Problems to work on:
(a) Duplicate, word for word, the stretch of the restaurant forum thread from "IMO people who" through "space doesn't work.".
(b) In the restaurant forum thread, what does cacook say purveyors will most likely charge someone who builds a new building?

# Restaurant



## happy brian (Aug 29, 2006)

I have worked in the restaurant business for twenty years and now I want to own my own restaurant. I have done it all from dishwasher to Manager. The problem is I seem to be at a loss for where to start. Should I buy a restaurant or start from scatch? Where can I get a loan? Is it better to do breakfast/lunch or lunch/dinner or all three? Help 

Happy Brian


----------



## kuan (Jun 11, 2001)

If we only knew the answers to these questions...

IMO people who wanna jump in headfirst should start with a small sandwich lunch only joint. Then decide if this is the life for you.

Buying a place is risky, especially if the place is trendy. In this day and age, trends don't last unless you're Charlie Trotter. 8-10 years. If it's a restaurant that's seen its prime then you should reconsider unless you're, uh, Homaru Cantu.

If the restaurant you're buying has changed hands more than once in the recent past, be wary. This may be what we call a dead restaurant space. For some reason the space doesn't work.

Where to get money? Start with your own. Investors want to see that you have some financial stake before they hand over their chips.


----------



## cacook (Jan 18, 2006)

There are so many if's ands and buts, but let me give you some pointers based on what I've read and experienced.

First off, I am by no means an experienced restaurateur. I am a line cook in a fairly busy hotel with a #1 steak restaurant. 

For taking over an existing:
#Negatives#
- More often than not by a large margin...if a previous restaurant has failed in a certain location then all changes of ownership will fail as well.
- Business will be slow at first because people will still think it's either the slummy or just slow restaurant that exists there...or if it was unoccupied for a while then they think it still is. Because of this...you will have to spend a lot more on advertising.
- If it's an area that used to be somewhat slummy but is now developing...you will be the decrepit old building compared to what's being built.
-From what I've seen...even if a facility was disgusting but it still received an A rating from the health department...the inspector will probably be a lot more harsh on the new owner and you will have to incur all of those costs to bring everything up to par.
#Positives#
-If it used to be a successful business...it can be a successful business again.
-Purveyors might be more willing to extend you credit than if you started a new business.
-If it's an area that used to be somewhat slummy but is now developing...you will attract a clientele of hopefully wealthier guests.

Building a new building:
#Negatives#
-Dealing with everyone related to the construction from scheduling, time, contractors, building inspectors, health inspectors, costs, health inspectors, building inspectors, contractors, COSTS
-Hiring an all new staff that you know nothing about, and having to weed out the bad ones and hire half of an all new staff
-Purveyors will most likely charge you COD.

Data segment:
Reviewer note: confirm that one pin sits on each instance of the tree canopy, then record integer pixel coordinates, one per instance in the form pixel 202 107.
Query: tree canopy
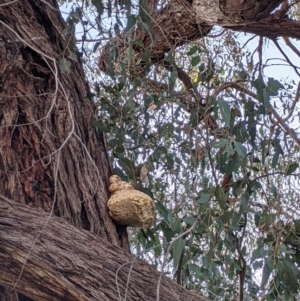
pixel 199 103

Outputs for the tasks:
(a)
IMO people who wanna jump in headfirst should start with a small sandwich lunch only joint. Then decide if this is the life for you.

Buying a place is risky, especially if the place is trendy. In this day and age, trends don't last unless you're Charlie Trotter. 8-10 years. If it's a restaurant that's seen its prime then you should reconsider unless you're, uh, Homaru Cantu.

If the restaurant you're buying has changed hands more than once in the recent past, be wary. This may be what we call a dead restaurant space. For some reason the space doesn't work.

(b) Purveyors will most likely charge COD.